> _TRY IT_
Among the lines of the entries below, count those containing the word "rough" and answer with the number only.

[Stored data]
**********

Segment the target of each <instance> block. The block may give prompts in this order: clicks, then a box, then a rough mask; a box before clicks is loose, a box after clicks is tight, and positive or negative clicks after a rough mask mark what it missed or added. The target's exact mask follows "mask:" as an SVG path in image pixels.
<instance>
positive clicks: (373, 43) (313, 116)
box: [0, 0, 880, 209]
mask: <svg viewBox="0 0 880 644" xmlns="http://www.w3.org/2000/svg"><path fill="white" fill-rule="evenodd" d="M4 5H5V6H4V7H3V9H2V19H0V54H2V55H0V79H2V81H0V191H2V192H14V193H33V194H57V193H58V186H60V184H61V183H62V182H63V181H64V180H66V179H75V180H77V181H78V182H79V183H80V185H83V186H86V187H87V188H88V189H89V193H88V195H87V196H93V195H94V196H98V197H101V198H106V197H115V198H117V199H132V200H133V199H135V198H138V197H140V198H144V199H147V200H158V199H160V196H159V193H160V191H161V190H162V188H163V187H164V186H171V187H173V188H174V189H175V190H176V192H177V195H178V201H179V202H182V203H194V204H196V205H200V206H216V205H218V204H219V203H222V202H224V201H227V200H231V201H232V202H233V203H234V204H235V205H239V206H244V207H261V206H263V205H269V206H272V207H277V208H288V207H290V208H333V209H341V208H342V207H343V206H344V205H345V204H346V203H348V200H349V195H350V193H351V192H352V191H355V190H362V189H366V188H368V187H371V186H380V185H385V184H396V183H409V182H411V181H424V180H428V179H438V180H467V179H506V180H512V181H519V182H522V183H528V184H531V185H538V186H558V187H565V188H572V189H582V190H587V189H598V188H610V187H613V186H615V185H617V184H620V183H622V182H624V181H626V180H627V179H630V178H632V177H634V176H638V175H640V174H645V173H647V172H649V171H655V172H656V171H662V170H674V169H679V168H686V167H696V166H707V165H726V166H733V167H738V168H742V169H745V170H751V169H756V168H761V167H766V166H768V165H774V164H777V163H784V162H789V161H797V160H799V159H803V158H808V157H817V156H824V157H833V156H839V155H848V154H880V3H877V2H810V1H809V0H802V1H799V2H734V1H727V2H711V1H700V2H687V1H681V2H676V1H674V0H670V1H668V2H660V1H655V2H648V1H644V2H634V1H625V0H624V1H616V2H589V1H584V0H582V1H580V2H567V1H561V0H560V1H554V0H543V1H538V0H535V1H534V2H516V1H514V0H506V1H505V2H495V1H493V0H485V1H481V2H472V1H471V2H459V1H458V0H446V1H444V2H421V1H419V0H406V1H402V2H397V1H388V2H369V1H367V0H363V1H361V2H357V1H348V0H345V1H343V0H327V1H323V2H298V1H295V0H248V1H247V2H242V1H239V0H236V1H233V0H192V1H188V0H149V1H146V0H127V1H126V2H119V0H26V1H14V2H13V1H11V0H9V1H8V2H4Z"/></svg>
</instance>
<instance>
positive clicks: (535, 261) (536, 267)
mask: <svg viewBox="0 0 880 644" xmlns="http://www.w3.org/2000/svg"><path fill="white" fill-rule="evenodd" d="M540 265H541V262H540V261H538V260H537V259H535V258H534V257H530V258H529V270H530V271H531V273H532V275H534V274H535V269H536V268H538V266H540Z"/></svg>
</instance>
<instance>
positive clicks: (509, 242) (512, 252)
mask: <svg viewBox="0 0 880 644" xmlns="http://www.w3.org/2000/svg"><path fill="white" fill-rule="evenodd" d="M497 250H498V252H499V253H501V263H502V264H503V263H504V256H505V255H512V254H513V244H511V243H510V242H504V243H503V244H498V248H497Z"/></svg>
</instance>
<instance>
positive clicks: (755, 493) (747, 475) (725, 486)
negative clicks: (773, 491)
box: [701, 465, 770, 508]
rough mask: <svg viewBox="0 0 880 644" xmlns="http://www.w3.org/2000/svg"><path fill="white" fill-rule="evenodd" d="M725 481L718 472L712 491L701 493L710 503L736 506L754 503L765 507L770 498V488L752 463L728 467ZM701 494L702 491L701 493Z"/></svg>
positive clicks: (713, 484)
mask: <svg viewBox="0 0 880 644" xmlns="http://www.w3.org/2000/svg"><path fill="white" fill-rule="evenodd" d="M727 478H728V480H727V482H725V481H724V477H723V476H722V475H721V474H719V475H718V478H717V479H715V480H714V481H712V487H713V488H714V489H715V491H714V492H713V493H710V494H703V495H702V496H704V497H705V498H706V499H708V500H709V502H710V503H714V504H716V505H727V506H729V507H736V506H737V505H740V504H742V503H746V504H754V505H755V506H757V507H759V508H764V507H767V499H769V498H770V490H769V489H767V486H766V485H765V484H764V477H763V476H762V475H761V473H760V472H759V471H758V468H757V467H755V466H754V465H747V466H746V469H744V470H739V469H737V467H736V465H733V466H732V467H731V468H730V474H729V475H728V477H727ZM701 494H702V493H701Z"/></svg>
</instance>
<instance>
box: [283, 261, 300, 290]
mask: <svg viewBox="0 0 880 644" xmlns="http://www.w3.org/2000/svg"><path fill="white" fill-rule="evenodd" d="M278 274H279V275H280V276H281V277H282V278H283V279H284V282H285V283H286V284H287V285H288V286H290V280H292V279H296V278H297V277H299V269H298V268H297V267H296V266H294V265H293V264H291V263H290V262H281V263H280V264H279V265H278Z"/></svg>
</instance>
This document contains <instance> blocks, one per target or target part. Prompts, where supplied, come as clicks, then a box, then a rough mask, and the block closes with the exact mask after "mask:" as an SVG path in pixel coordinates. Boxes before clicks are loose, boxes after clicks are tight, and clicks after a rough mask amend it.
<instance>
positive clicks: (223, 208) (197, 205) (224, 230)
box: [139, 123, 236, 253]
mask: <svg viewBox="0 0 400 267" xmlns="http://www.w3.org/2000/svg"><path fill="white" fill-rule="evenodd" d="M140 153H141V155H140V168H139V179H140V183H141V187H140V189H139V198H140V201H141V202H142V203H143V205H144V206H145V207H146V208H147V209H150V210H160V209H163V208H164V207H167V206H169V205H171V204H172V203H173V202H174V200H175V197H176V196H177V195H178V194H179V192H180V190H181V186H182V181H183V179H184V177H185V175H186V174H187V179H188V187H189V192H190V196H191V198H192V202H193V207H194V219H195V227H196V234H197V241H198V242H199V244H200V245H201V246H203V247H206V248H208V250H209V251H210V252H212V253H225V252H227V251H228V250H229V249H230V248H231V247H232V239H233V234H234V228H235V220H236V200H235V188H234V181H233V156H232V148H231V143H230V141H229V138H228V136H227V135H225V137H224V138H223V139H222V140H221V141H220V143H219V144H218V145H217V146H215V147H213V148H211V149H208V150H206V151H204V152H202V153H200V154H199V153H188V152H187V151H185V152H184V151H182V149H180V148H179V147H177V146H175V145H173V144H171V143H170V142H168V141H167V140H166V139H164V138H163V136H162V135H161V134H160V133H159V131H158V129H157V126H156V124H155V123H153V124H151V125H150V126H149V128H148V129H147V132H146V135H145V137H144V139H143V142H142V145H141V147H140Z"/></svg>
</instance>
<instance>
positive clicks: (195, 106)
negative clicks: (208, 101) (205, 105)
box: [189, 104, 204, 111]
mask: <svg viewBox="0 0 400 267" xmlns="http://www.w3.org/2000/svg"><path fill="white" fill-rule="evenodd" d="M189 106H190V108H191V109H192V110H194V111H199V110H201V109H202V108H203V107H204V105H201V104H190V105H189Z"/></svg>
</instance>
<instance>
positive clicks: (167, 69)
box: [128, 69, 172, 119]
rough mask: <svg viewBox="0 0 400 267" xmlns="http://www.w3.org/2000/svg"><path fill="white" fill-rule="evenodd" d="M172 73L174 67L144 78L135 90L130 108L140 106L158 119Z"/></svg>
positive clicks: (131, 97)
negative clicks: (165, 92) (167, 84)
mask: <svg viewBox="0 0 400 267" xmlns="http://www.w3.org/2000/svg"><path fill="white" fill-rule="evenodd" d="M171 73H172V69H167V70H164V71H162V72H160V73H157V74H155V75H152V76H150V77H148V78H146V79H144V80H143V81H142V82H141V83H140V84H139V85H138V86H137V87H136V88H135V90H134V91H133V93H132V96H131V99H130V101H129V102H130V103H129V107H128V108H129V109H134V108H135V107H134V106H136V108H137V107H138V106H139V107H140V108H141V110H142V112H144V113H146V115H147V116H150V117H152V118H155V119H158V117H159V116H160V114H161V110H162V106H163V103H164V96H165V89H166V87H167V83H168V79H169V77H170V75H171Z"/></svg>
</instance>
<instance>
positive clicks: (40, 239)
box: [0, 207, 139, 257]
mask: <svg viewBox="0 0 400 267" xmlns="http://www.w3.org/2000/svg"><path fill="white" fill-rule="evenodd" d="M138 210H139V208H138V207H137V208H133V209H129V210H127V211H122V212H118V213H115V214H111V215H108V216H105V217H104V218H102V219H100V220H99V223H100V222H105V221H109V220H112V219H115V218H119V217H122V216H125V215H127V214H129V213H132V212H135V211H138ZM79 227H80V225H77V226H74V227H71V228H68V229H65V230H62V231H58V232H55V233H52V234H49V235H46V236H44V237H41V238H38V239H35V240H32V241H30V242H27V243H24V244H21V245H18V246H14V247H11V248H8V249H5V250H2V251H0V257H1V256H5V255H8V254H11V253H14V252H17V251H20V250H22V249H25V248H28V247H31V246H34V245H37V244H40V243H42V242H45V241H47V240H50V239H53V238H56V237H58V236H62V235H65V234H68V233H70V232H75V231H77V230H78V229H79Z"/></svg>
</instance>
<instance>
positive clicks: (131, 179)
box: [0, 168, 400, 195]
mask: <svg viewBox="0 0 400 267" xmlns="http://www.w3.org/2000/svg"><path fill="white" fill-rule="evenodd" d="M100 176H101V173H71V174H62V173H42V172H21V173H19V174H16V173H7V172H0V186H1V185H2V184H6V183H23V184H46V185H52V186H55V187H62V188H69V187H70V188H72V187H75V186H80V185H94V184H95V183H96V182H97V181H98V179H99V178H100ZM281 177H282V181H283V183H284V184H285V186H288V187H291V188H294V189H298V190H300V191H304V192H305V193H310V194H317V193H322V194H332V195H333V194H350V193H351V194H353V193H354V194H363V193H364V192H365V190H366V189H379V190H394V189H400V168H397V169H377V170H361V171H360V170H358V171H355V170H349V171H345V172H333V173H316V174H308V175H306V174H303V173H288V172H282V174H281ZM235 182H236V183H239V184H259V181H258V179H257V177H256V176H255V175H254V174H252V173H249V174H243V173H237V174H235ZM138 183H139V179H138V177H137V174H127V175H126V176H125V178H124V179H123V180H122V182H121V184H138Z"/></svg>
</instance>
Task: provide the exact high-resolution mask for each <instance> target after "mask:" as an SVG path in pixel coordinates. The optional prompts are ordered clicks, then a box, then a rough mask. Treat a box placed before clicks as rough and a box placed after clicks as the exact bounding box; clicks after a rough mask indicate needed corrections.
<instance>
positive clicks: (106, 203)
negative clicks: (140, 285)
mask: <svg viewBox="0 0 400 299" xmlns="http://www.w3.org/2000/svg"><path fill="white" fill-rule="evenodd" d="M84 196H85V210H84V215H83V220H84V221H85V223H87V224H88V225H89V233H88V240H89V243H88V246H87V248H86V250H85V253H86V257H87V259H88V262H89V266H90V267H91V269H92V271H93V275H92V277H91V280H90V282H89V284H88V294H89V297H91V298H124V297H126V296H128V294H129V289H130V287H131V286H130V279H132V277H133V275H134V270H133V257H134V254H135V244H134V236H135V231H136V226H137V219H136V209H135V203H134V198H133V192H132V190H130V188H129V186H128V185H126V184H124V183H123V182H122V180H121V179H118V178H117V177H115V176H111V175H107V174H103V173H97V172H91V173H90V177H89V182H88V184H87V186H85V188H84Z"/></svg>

**********

> _TASK RESULT_
5